= GOAL =
Copy out the records from the line with "black conference speaker" up to and including the line with "[(867, 451)]", leaving every line unchanged.
[BEGIN DATA SECTION]
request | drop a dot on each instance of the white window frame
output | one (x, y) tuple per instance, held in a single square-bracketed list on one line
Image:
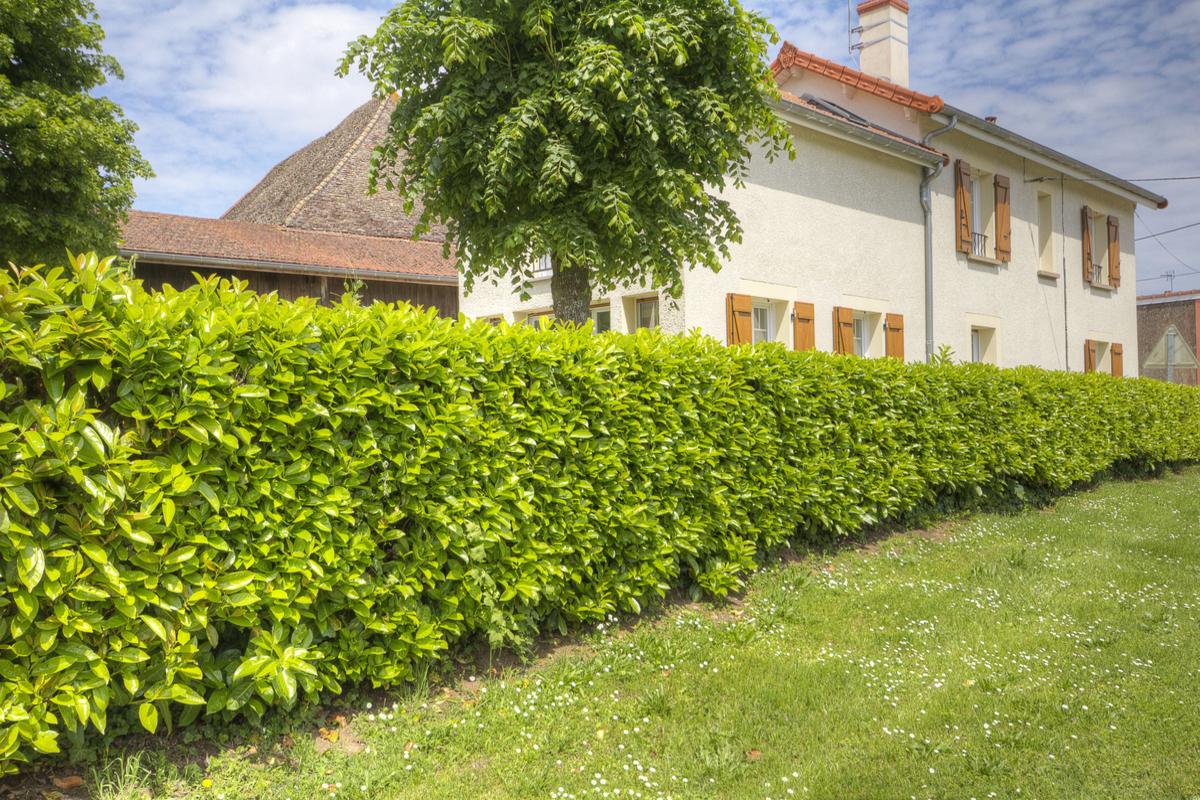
[(639, 304), (595, 319), (761, 308)]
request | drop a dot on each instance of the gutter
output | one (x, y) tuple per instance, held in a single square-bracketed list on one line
[(1051, 157), (847, 130), (927, 204), (256, 265)]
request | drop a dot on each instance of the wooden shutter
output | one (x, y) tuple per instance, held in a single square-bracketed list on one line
[(804, 332), (738, 318), (843, 330), (1115, 251), (1086, 235), (1003, 221), (963, 204), (894, 338)]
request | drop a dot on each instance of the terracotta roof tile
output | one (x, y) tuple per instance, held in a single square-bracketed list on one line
[(792, 58), (148, 233), (875, 128)]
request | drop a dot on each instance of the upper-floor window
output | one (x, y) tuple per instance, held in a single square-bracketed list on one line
[(647, 312)]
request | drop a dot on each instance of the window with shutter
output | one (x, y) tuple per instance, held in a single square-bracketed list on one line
[(963, 204), (1003, 220), (1114, 251), (894, 338), (1086, 238), (804, 335), (844, 330), (738, 318)]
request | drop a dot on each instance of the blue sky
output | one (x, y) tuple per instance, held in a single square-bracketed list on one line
[(225, 89)]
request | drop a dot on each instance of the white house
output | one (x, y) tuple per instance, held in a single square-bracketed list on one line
[(903, 226)]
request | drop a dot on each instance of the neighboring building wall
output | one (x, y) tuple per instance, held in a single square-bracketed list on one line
[(1153, 322), (292, 286)]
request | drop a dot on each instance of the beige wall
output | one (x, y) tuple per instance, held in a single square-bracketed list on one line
[(843, 226)]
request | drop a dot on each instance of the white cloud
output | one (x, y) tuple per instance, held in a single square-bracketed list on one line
[(227, 88)]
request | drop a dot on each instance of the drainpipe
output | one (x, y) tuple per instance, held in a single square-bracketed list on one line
[(927, 203)]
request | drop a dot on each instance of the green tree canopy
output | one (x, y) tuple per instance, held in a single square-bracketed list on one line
[(599, 133), (67, 160)]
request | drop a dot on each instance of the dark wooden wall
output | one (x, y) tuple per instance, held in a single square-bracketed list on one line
[(291, 287)]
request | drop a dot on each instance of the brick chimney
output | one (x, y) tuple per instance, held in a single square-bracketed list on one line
[(883, 40)]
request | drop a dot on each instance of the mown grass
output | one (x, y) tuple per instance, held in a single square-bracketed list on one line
[(1050, 654)]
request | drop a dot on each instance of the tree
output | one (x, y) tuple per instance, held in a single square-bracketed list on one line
[(67, 160), (595, 132)]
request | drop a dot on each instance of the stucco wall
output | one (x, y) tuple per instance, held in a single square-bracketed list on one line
[(843, 226)]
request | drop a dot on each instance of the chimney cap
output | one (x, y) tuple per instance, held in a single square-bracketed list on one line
[(871, 5)]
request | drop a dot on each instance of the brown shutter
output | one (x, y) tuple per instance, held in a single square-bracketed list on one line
[(1115, 251), (1003, 221), (804, 334), (738, 318), (894, 340), (963, 204), (1089, 355), (1086, 235), (843, 330)]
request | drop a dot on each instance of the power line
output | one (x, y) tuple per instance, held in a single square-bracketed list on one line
[(1165, 248), (1194, 224)]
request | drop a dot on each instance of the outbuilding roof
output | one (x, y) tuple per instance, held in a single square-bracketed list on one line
[(174, 239)]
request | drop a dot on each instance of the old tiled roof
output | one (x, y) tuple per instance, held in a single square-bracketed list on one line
[(168, 236), (323, 186), (869, 126), (792, 58)]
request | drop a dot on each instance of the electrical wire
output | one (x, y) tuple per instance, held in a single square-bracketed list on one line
[(1194, 224)]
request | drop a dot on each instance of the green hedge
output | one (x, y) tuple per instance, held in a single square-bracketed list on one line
[(215, 501)]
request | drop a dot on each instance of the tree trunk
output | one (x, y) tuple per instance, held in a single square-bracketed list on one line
[(571, 292)]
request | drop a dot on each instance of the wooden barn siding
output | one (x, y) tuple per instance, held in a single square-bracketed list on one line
[(291, 287)]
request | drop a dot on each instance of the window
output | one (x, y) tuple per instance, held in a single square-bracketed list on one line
[(648, 312), (1045, 233), (1101, 248), (862, 340), (983, 344), (601, 319), (983, 214), (761, 323)]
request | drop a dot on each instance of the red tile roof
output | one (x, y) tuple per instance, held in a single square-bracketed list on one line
[(1183, 294), (293, 250), (792, 58), (874, 128)]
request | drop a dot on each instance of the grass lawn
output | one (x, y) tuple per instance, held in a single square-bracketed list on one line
[(1051, 654)]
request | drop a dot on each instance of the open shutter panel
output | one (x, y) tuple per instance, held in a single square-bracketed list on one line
[(1003, 221), (804, 335), (1115, 251), (1086, 235), (738, 318), (1089, 355), (895, 336), (963, 204), (843, 330)]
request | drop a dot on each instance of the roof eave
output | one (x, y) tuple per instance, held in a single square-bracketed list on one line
[(257, 265), (847, 130), (1049, 156)]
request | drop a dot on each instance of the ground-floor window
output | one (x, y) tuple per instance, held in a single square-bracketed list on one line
[(601, 319)]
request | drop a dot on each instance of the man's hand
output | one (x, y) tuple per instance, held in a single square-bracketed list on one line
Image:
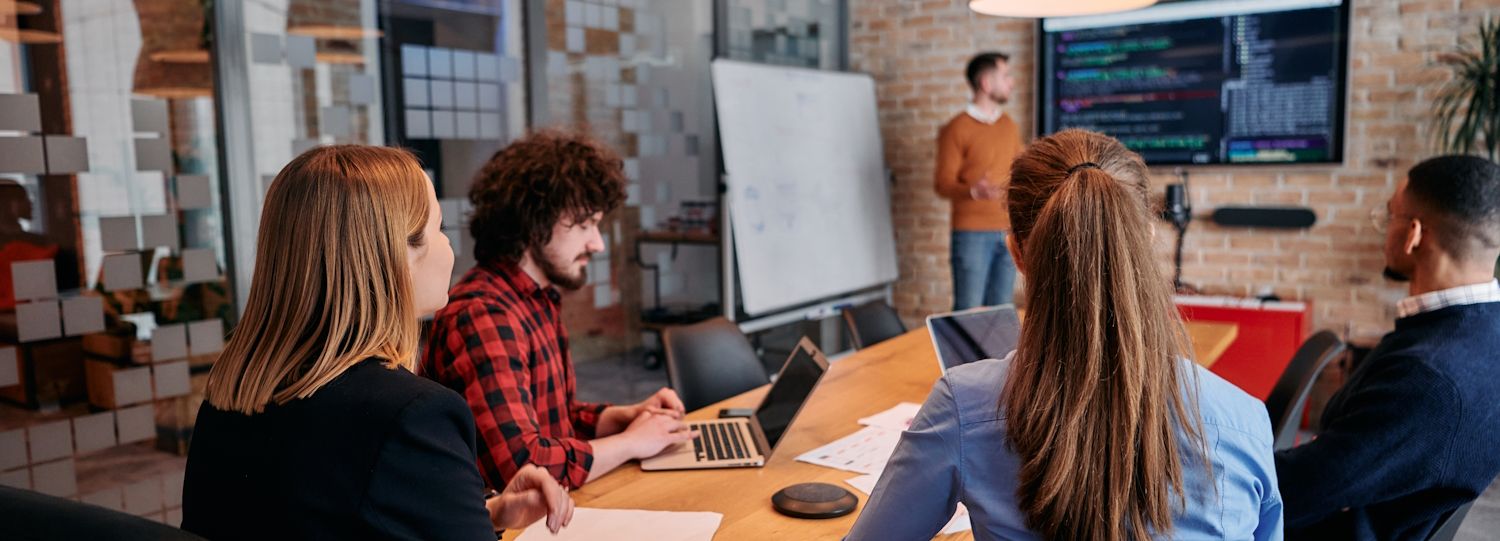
[(650, 433), (615, 418), (531, 495), (986, 191)]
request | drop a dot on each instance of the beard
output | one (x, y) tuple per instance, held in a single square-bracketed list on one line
[(558, 273)]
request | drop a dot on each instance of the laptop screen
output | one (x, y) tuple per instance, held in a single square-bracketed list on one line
[(975, 334), (791, 390)]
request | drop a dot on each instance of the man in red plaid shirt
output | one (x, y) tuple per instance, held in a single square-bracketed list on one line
[(500, 342)]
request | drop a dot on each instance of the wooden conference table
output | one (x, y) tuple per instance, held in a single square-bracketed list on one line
[(870, 381)]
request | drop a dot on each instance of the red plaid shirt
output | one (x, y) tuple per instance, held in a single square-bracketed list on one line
[(500, 343)]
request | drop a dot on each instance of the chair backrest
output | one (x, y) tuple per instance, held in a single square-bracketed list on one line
[(872, 322), (1448, 528), (1289, 397), (710, 361), (35, 517)]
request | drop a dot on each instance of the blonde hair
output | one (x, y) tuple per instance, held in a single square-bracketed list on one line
[(330, 285)]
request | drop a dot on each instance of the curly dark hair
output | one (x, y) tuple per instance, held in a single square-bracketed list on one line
[(536, 182)]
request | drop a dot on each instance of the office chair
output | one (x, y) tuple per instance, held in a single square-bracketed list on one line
[(872, 322), (33, 516), (1287, 400), (710, 361)]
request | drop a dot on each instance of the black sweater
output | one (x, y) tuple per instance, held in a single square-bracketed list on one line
[(1410, 436), (375, 454)]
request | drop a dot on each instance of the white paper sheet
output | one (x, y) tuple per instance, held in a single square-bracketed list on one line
[(863, 451), (623, 525), (896, 418)]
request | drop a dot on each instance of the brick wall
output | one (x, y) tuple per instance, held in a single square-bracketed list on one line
[(917, 50)]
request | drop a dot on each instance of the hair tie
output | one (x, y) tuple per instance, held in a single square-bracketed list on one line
[(1085, 165)]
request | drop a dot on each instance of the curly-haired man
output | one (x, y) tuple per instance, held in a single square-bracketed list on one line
[(501, 343)]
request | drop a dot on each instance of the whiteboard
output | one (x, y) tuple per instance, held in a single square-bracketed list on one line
[(807, 195)]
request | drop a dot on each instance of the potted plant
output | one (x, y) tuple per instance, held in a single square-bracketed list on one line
[(1467, 107)]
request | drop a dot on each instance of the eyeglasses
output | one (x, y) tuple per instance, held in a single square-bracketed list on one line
[(1382, 216)]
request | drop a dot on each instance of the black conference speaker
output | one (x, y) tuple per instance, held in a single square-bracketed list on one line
[(815, 501), (1275, 218)]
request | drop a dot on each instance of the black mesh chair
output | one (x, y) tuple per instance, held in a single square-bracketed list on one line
[(710, 361), (1289, 399), (872, 322), (1448, 528), (39, 517)]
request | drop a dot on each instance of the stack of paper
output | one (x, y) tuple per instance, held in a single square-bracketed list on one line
[(867, 451)]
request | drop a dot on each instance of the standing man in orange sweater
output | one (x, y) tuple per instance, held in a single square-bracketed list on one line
[(974, 167)]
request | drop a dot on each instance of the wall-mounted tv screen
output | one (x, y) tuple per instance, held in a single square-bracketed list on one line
[(1203, 81)]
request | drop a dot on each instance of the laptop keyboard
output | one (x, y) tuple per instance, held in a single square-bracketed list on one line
[(719, 441)]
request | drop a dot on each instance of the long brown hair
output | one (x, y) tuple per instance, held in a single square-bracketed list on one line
[(330, 285), (1094, 400)]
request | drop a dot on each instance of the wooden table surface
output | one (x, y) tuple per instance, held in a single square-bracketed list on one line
[(867, 382)]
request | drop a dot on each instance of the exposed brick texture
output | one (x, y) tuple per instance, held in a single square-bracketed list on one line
[(915, 50)]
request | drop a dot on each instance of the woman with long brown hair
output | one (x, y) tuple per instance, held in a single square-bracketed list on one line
[(1098, 426), (314, 424)]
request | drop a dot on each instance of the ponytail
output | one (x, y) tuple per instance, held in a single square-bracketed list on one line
[(1094, 405)]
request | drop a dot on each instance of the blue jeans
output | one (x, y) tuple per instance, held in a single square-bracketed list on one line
[(983, 271)]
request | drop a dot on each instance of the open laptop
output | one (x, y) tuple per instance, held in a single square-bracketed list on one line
[(749, 441), (974, 334)]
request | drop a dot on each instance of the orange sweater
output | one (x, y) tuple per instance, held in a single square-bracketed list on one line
[(968, 150)]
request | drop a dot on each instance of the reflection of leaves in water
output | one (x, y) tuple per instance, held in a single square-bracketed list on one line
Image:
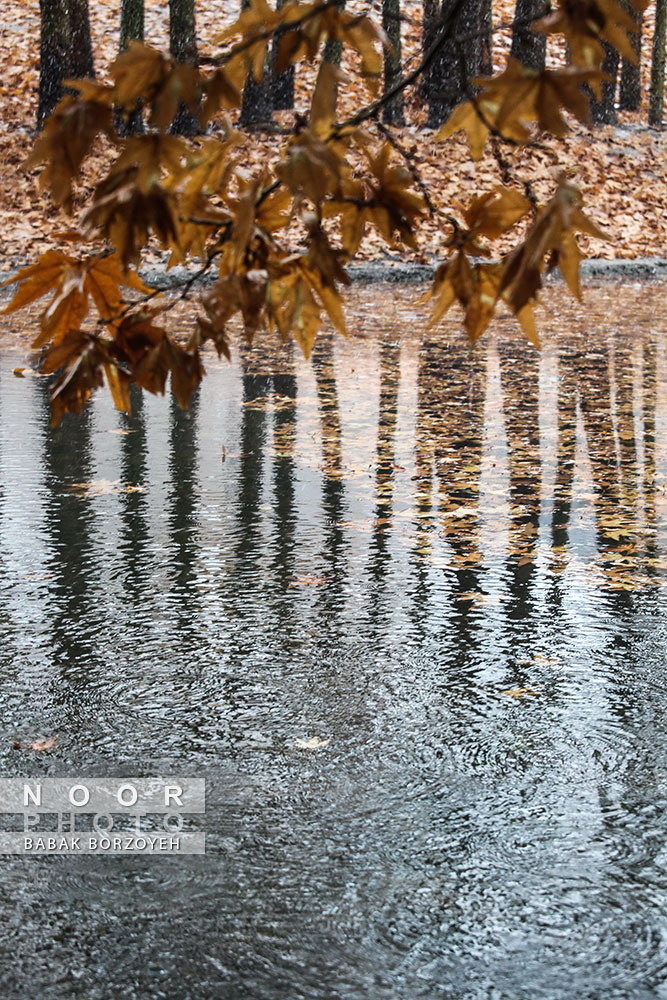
[END DATA SECTION]
= RESULT =
request | drop a dot on each instance of the black conference speaker
output | one (x, y) tuple per instance, held in a single square-bracketed list on one line
[(815, 501), (1275, 218)]
request | drop a dot on each instance of the black mesh chair
output | one (x, y) tuple per instance, held in a single square-bracketed list on one line
[(710, 361), (1289, 399), (872, 322), (1448, 528), (39, 517)]
request | drop a dot on each instance of the stack of paper
output | one (x, y) tuple per instance, held in a single square-bracketed list on one line
[(867, 451)]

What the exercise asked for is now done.